# Din, Tarih, İlim, Müzik... > Spor >  FIFA istedi Sion'un 36 puanı silindi!

## ozzylive

Usulsüz oyuncu transferi yaptığı gerekçesiyle UEFA tarafından Avrupa Ligi’nden men edilen Sion’un başı dertten kurulmuyor. İsviçre Futbol Federasyonu, FIFA ile mahkemelik olan Sion kulübünün 36 puanının silinmesine karar verdi. Kararda, Sion’un, oynama izni bulunmayan futbolcuları, İsviçre Ligi’ndeki bazı maçlarda kadroya aldığı gerekçesiyle bu cezanın verildiği belirtildi. Uluslararası Futbol Federasyonları Birliği (FIFA), iki hafta önce İsviçre’ye, Sion davasını 13 Ocak’a kadar çözmemesi halinde üyeliğinin askıya alınacağı uyarısında bulunmuştu.

*Son sıraya düştü*
FIFA’nın açıklamasında, İsviçre’ye davayı 13 Ocak 2012’ye kadar çözmesi için süre tanındığı, “Süre bittiğinde davanın çözülmemiş olması halinde, İsviçre Futbol Federasyonu’nun üyeliğinin 14 Ocak’tan itibaren otomatik olarak askıya alınacağı” ifade edilmişti. Sion, federasyonun aldığı karar sonunda, ligde eksi 5 puanla son sıraya geriledi. İsviçre Birinci Futbol Ligi’nin 18. haftasını 31 puanla 3. sırada tamamlayan Sion, bu karar sonrasında eksi 5 puana inerek, lig sonuncusu Lozan Sports’un 16 puan gerisine düştü.

----------

***

- _Verilen görev A_
Sion haberindeki "Usulsüz oyuncu transferi" ifadesinden "alınacağı uyarısında bulunmuştu." ifadesine kadar uzanan bölümü hiçbir şeyi değiştirmeden tekrar yazın.

***

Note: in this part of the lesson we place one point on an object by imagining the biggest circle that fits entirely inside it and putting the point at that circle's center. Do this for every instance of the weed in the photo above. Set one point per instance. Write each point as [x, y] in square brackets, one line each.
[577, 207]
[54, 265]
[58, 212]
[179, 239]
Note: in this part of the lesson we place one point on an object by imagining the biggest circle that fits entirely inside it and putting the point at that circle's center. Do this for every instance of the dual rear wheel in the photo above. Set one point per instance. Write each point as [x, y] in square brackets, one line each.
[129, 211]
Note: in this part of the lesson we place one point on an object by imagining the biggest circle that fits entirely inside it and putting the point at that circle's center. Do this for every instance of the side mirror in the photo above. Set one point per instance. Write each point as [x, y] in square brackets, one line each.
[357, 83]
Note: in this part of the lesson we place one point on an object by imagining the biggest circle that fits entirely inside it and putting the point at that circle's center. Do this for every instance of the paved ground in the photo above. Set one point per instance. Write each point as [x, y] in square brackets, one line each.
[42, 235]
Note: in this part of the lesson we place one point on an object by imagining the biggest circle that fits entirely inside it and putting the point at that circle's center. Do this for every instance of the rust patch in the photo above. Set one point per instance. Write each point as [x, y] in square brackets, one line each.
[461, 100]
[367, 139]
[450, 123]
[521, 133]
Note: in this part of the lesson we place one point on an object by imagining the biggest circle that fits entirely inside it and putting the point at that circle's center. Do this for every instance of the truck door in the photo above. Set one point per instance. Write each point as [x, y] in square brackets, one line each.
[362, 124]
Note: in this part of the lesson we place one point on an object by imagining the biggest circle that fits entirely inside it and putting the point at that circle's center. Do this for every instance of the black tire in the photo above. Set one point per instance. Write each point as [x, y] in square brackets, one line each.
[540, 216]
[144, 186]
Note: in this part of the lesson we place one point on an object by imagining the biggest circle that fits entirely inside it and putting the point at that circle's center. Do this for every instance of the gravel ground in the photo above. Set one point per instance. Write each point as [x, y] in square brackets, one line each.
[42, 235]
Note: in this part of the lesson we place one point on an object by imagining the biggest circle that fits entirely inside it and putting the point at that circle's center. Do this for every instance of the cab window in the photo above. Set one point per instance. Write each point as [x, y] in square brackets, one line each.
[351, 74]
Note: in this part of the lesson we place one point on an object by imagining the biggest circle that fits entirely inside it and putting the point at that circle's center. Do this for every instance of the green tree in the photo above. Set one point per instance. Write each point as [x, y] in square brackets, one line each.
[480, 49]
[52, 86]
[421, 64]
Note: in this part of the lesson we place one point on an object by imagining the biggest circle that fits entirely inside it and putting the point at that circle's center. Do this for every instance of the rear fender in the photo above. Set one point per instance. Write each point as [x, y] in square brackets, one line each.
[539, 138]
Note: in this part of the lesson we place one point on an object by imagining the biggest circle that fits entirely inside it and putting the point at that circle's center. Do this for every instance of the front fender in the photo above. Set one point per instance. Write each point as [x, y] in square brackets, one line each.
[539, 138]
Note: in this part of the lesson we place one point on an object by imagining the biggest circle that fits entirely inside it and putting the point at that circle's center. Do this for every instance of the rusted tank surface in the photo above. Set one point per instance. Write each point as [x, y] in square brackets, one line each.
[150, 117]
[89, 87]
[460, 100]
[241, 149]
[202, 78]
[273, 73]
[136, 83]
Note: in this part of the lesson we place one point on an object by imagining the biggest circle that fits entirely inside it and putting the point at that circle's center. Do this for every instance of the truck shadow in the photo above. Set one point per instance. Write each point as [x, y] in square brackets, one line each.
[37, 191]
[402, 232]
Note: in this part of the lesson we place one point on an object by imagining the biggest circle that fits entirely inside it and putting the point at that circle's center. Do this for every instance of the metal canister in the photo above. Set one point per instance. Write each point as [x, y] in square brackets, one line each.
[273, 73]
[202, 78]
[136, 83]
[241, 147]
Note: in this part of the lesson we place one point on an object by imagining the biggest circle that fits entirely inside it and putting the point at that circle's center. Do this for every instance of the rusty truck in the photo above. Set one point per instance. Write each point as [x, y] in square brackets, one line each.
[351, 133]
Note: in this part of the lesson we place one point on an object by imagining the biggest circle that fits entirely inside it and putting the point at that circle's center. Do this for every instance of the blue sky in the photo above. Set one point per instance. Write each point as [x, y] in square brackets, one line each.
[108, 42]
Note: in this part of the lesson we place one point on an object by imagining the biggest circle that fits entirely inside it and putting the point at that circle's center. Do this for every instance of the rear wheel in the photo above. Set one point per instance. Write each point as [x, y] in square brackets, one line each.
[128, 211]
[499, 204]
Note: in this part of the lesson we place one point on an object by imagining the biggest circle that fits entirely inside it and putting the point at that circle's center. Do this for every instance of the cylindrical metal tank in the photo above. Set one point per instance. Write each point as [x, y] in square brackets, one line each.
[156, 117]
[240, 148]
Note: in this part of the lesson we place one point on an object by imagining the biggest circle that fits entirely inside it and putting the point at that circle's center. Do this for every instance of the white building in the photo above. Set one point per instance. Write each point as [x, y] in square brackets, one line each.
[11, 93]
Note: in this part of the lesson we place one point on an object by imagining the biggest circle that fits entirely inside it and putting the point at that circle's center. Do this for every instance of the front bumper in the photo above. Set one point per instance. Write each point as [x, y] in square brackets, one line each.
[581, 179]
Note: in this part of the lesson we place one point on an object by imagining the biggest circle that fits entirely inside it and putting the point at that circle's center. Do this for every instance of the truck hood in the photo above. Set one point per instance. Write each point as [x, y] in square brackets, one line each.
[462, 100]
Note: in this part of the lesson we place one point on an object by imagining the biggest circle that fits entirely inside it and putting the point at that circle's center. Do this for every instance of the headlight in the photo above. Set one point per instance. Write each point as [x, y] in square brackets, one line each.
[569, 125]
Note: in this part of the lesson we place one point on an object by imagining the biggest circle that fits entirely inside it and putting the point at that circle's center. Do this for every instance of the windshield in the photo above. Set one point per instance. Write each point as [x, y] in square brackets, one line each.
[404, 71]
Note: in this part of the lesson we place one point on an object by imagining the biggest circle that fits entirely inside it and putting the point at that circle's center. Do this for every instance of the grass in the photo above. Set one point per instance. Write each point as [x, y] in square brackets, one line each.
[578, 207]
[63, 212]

***

- _Verilen görev B_
Lütfen kayıtlarda "cylindrical" dizesini barındıran her satırı çıkarın; büyük ve küçük harf farkı dikkate alınır.

- _Problemin çözümü A_
Usulsüz oyuncu transferi yaptığı gerekçesiyle UEFA tarafından Avrupa Ligi’nden men edilen Sion’un başı dertten kurulmuyor. İsviçre Futbol Federasyonu, FIFA ile mahkemelik olan Sion kulübünün 36 puanının silinmesine karar verdi. Kararda, Sion’un, oynama izni bulunmayan futbolcuları, İsviçre Ligi’ndeki bazı maçlarda kadroya aldığı gerekçesiyle bu cezanın verildiği belirtildi. Uluslararası Futbol Federasyonları Birliği (FIFA), iki hafta önce İsviçre’ye, Sion davasını 13 Ocak’a kadar çözmemesi halinde üyeliğinin askıya alınacağı uyarısında bulunmuştu.

- _Problemin çözümü B_
Note: in this part of the lesson we place one point on an object by imagining the biggest circle that fits entirely inside it and putting the point at that circle's center. Do this for every instance of the cylindrical metal tank in the photo above. Set one point per instance. Write each point as [x, y] in square brackets, one line each.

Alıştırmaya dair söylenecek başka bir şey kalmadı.